As a basis for the distinction suggested, it is urged that we should adopt by analogy the argument used by the Supreme Court with regard to appeals and reviews' by writ of error as provided for by various statutes as they existed in 1936 or prior thereto. See, Jarrell v. Farmers’ & Merchants’ State Bond Bank, 128 Tex. 332, 99 S.W.2d 281. Even if the analogy were tenable, we would not be inclined to distort a plainly stated procedural rule in order to conform to a pattern of verbal expression set forth some eighteen years ago in a case involving writ of error proceedings under statutes which have been substantially amended and changed. However, we do not have here a choice of two entirely different procedures, like those of appeal and writ of' error- as in the case above cited. An appeal from a judgment alone is involved and the question is whether to compute the time for filing the record in this Court from the date of the judgment or the date of overruling the motion for new trial.

_Extracted information_:
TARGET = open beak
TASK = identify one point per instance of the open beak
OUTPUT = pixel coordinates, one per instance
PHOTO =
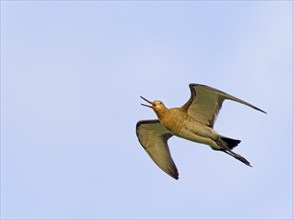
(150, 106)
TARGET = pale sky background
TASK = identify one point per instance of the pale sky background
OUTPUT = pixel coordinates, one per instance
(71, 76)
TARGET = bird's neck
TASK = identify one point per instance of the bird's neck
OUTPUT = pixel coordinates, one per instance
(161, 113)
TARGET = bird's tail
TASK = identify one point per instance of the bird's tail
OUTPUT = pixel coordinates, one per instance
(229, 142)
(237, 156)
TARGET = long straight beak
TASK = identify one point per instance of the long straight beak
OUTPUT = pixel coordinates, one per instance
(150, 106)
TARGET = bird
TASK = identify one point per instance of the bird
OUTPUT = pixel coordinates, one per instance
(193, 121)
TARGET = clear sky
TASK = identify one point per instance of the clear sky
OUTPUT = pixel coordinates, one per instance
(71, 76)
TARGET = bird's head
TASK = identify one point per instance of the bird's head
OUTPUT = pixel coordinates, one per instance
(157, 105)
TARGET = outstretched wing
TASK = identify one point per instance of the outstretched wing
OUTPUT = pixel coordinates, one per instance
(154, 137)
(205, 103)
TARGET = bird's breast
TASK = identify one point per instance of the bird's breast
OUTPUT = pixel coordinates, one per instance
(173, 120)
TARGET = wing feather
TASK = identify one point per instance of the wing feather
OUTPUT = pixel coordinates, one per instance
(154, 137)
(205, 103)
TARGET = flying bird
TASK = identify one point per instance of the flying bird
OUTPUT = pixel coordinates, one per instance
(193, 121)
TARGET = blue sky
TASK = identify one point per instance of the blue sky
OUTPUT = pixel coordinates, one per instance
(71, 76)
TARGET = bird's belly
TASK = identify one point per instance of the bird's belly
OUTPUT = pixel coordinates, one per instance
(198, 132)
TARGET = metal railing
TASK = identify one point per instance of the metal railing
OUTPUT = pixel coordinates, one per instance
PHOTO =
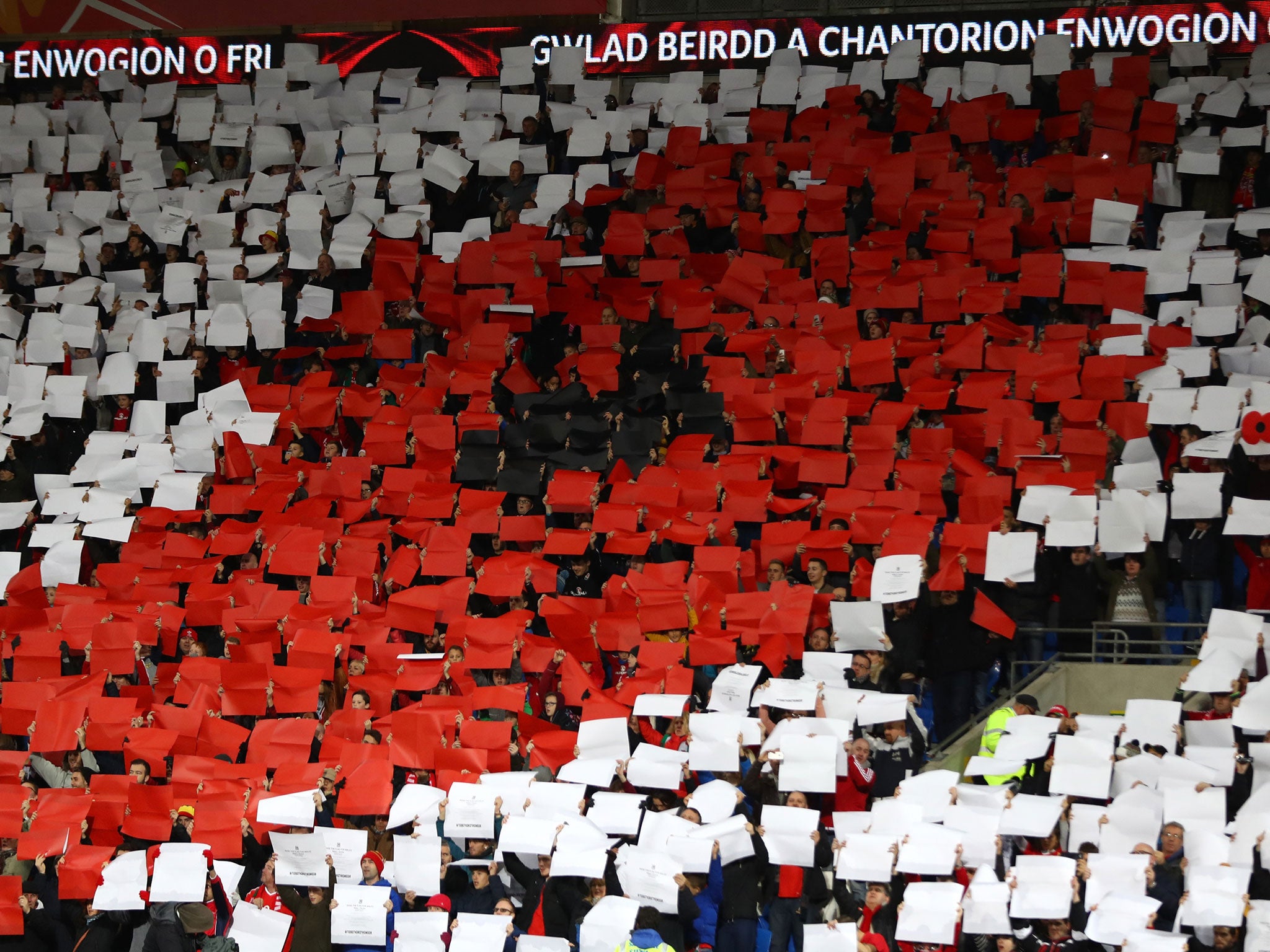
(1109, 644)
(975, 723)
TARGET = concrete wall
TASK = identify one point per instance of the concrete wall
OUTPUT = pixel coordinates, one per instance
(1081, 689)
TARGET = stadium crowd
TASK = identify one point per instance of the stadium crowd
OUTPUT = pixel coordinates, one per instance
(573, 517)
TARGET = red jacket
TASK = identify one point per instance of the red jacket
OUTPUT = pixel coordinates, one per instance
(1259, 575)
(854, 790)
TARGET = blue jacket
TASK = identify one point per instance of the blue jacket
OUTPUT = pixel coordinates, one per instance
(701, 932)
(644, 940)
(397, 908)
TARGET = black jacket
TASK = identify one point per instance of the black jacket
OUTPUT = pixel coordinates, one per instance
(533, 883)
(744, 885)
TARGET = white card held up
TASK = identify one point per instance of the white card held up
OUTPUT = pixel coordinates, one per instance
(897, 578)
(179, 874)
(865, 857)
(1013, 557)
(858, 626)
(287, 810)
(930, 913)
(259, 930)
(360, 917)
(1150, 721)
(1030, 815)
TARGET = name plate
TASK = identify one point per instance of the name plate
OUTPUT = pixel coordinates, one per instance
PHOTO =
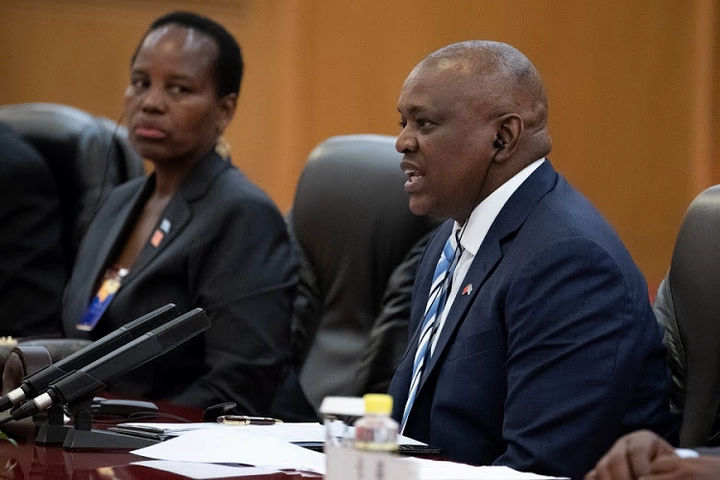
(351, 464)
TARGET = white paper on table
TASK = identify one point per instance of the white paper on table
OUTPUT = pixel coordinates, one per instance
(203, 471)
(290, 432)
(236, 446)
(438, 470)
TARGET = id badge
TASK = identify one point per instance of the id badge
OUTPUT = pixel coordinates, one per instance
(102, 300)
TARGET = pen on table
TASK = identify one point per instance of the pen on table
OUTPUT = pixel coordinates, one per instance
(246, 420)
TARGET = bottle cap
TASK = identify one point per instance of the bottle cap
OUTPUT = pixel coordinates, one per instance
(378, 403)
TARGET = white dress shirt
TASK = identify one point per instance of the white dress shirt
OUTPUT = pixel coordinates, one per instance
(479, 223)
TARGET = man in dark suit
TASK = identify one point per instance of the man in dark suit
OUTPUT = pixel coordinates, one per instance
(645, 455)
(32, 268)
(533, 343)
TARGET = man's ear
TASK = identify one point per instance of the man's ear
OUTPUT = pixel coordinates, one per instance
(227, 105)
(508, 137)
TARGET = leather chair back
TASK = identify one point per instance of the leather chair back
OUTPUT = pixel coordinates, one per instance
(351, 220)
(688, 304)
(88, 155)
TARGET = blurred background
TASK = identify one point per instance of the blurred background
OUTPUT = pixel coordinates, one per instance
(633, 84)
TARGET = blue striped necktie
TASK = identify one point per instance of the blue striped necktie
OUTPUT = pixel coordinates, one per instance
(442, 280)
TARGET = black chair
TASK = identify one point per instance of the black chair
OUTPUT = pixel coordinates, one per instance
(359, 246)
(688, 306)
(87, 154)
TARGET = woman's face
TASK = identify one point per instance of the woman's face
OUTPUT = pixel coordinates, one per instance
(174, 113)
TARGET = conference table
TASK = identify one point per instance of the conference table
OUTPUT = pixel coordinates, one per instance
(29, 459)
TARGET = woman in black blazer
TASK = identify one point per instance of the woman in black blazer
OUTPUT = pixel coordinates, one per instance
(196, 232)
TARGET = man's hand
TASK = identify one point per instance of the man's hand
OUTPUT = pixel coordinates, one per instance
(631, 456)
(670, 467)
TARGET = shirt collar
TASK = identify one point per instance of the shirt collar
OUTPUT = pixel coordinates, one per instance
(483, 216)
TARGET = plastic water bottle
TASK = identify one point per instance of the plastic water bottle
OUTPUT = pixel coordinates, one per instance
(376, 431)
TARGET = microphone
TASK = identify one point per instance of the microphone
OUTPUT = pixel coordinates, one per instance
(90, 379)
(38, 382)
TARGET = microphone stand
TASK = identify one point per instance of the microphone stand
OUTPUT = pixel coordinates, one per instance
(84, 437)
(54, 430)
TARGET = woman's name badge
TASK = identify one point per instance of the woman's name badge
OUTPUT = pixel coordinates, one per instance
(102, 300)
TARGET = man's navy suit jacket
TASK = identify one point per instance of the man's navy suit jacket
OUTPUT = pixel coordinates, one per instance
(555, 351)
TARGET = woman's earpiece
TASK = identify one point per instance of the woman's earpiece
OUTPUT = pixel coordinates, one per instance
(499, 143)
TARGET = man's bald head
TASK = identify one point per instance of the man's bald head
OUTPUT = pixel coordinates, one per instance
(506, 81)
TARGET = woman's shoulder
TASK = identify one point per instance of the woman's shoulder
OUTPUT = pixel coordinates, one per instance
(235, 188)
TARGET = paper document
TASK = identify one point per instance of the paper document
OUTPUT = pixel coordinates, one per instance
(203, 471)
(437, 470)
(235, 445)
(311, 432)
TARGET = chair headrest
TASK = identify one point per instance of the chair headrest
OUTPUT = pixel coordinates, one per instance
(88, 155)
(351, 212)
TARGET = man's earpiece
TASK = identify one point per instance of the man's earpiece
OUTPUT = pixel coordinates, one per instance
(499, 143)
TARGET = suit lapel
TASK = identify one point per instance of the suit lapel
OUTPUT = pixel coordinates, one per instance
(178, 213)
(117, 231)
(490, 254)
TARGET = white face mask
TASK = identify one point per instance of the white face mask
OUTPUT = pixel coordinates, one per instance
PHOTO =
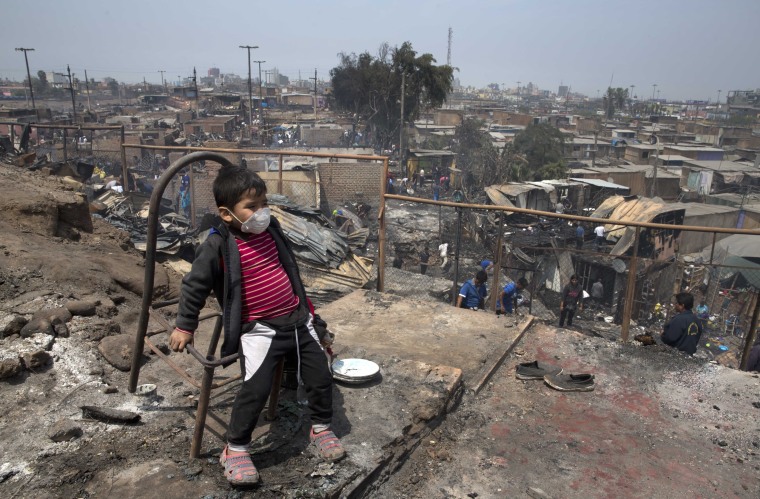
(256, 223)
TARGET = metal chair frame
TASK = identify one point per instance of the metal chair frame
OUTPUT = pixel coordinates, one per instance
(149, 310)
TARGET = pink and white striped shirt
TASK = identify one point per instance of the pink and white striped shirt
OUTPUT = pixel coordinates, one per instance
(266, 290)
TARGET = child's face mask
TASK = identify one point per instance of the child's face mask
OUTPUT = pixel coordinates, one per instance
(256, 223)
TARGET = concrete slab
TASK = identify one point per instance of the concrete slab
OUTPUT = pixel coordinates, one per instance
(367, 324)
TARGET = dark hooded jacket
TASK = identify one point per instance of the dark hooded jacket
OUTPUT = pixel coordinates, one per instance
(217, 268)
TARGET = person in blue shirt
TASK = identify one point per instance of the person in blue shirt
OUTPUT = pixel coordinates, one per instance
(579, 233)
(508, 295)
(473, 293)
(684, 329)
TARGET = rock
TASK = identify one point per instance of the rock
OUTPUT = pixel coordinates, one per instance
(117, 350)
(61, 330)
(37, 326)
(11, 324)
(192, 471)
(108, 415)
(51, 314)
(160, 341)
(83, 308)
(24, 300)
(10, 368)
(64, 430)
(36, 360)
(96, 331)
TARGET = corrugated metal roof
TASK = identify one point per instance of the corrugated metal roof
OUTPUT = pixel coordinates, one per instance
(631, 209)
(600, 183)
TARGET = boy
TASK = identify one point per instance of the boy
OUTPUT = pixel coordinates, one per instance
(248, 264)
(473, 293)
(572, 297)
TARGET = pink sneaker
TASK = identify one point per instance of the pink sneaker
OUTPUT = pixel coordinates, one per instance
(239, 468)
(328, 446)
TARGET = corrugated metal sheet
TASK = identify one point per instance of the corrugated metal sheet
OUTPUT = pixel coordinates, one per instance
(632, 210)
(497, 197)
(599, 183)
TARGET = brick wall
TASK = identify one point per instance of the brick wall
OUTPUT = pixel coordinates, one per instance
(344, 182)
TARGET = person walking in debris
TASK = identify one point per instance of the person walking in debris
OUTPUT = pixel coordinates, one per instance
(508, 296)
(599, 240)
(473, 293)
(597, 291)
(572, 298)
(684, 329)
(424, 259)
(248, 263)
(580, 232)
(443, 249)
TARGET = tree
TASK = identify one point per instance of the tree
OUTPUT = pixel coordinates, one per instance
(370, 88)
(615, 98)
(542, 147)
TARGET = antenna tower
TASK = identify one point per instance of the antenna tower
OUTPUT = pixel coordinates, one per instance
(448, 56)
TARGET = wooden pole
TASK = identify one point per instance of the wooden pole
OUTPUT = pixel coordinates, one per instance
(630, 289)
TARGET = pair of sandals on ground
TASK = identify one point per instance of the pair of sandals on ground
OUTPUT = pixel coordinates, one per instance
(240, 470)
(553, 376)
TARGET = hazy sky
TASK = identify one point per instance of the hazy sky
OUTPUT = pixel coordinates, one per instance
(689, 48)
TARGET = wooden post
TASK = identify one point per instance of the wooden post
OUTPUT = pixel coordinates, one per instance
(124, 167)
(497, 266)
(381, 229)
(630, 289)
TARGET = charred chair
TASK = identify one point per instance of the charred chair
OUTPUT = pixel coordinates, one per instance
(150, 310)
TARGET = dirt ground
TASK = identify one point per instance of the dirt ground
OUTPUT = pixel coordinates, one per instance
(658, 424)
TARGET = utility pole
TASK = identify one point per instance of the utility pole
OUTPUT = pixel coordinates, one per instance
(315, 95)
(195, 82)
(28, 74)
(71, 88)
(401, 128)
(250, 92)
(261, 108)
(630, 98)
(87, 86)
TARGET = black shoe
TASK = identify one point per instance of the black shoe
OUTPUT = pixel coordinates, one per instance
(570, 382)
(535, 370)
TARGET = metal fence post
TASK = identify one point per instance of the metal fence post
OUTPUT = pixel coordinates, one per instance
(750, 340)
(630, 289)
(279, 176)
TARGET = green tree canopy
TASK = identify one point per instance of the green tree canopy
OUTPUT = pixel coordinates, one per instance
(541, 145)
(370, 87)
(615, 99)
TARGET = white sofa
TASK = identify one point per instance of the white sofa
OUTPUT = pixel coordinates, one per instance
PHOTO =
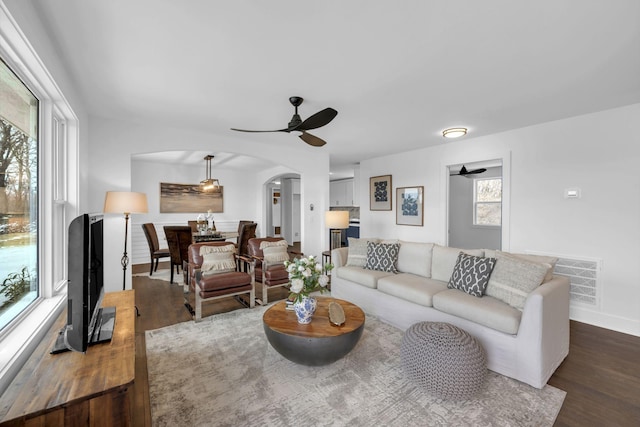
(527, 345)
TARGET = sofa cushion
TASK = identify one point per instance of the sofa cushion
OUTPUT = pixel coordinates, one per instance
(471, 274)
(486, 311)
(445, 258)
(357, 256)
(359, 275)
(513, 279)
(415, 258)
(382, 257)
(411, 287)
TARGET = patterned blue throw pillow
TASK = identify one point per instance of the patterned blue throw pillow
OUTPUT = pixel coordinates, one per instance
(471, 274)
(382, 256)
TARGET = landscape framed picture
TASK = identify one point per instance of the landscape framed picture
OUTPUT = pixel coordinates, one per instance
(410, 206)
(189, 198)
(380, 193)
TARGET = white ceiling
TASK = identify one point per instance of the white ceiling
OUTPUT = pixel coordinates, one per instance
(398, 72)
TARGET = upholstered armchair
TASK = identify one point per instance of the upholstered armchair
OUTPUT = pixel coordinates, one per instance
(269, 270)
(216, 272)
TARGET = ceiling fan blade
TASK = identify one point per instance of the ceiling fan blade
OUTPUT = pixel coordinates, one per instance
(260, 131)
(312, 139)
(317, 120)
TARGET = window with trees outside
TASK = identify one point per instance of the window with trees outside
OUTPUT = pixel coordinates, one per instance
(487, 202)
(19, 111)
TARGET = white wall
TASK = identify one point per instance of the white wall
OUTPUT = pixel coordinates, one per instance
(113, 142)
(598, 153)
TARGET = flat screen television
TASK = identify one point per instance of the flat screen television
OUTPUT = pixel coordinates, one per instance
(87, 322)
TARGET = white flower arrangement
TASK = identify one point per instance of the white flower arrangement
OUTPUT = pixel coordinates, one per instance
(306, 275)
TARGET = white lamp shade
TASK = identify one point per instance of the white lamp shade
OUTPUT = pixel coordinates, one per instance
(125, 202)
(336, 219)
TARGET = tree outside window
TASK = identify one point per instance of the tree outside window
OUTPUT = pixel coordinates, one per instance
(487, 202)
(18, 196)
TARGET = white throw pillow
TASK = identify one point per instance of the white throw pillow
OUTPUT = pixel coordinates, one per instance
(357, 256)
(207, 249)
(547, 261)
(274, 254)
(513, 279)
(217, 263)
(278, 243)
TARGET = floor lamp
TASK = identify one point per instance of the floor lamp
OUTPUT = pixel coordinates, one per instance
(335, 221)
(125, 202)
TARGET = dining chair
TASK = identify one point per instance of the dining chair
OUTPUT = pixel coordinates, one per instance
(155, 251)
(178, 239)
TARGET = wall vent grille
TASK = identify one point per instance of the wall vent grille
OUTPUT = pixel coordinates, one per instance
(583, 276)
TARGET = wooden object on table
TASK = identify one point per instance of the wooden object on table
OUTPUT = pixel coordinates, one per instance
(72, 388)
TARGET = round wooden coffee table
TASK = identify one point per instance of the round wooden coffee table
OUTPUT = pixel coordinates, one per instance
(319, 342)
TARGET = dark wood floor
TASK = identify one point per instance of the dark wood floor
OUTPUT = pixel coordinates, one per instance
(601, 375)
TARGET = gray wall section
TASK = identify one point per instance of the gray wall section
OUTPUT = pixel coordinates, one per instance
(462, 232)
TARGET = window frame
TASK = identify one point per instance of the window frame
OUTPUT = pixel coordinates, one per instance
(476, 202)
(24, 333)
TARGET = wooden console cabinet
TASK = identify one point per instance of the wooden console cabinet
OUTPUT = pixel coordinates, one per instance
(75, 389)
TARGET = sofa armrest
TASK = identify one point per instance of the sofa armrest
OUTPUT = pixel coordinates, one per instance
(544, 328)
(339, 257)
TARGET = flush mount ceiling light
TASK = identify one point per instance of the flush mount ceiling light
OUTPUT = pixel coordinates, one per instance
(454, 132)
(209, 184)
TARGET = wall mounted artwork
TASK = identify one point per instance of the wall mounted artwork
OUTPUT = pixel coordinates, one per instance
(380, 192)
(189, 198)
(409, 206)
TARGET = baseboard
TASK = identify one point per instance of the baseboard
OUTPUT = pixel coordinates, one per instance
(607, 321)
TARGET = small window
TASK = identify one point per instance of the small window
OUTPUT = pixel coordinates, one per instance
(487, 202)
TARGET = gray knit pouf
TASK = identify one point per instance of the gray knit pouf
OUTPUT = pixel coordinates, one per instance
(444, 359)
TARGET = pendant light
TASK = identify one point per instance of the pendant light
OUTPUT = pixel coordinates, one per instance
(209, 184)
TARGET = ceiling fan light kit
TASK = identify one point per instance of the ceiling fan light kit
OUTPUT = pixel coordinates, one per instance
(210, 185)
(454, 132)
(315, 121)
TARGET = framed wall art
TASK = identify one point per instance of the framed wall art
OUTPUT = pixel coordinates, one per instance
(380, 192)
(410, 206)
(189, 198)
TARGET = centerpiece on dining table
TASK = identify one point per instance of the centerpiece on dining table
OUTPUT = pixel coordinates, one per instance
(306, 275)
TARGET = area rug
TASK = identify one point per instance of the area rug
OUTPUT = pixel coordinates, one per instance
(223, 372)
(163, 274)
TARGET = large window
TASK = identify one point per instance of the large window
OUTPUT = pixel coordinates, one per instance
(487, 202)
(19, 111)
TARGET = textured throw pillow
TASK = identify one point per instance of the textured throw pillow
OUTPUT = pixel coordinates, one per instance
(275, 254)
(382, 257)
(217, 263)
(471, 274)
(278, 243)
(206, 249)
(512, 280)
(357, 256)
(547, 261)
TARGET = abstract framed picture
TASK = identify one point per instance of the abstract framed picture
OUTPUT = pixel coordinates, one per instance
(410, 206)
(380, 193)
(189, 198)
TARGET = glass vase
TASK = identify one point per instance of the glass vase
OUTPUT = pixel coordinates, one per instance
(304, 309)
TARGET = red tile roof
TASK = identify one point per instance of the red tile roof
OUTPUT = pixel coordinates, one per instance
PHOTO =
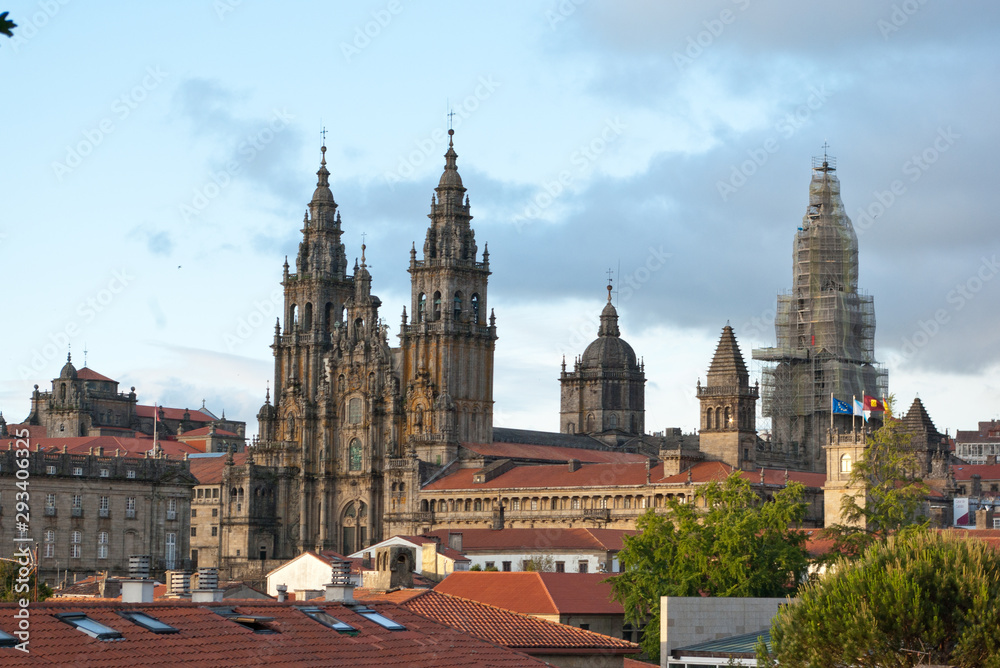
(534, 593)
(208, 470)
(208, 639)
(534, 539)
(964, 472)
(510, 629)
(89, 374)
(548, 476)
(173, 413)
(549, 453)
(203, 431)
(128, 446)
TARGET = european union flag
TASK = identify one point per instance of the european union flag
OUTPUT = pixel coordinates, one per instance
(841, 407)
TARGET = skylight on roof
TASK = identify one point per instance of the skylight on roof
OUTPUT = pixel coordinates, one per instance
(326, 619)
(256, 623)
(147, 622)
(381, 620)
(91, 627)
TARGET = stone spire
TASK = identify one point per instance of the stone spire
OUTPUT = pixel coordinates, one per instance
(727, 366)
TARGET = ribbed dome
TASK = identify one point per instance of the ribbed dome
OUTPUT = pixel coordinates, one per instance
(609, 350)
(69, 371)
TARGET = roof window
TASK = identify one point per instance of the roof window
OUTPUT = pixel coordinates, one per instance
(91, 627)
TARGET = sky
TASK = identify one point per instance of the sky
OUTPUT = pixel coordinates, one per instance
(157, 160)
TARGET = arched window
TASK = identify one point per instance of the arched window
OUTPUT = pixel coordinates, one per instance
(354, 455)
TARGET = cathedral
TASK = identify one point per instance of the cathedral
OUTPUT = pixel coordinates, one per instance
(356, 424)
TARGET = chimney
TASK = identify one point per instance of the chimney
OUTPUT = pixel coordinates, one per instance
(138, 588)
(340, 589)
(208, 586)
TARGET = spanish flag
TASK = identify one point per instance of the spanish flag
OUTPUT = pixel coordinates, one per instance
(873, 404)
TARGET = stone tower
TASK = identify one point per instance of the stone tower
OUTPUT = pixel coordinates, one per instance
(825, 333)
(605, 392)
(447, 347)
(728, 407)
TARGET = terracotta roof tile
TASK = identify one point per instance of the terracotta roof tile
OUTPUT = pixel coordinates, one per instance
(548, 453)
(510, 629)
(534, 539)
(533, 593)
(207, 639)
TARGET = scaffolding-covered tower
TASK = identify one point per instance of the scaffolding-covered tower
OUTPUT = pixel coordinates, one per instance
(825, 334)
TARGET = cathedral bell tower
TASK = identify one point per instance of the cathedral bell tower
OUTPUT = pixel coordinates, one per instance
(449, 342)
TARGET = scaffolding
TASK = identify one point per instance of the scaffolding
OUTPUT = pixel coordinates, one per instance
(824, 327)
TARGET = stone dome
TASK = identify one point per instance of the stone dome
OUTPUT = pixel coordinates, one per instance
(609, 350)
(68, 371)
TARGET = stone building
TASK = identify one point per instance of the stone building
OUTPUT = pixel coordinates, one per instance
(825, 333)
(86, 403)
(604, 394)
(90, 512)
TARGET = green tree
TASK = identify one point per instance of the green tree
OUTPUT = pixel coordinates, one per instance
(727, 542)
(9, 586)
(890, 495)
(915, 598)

_Task details_: Continue the excerpt about the appeal filing deadline, starting right after its last sentence.

_Response to this task_:
■This is made abundantly clear by the statement of Mr. Justice Smedley, speaking for the Supreme Court in Neeley v. Tarrant County, 132 Tex. 357, 124 S.W.2d 101, 105, which we quote:

“The argument, that the appeal was prosecuted from the judgment and not from the order overruling the motion for new trial and that, therefore, the bond was filed too late, assumes that, when a motion for new trial is filed and overruled, an appeal thereafter taken by filing an appeal bond, describing the order as well as the judgment, is an appeal from the order. The appeal in such case is an appeal from the judgment. The appellants’ purpose in so appealing is to avoid the effect of the judgment which has been rendered against him. The filing of 'the motion for new trial and the order overruling it are steps in the accomplishment of that purpose. The appeal is after but not from the order overruling the motion.” ....

There is nothing particulary magical or lethal in the phrase, “perfection of appeal.” Whether time for filing the transcript be computed from the date of judgment or date of order overruling motion for new trial, it is difficult from a practical standpoint to see how the jurisdiction of this Court is seriously trenched upon. Consideration of motions for new trial by a trial court after appeal proceedings have commenced is no novelty. We held in Cude v.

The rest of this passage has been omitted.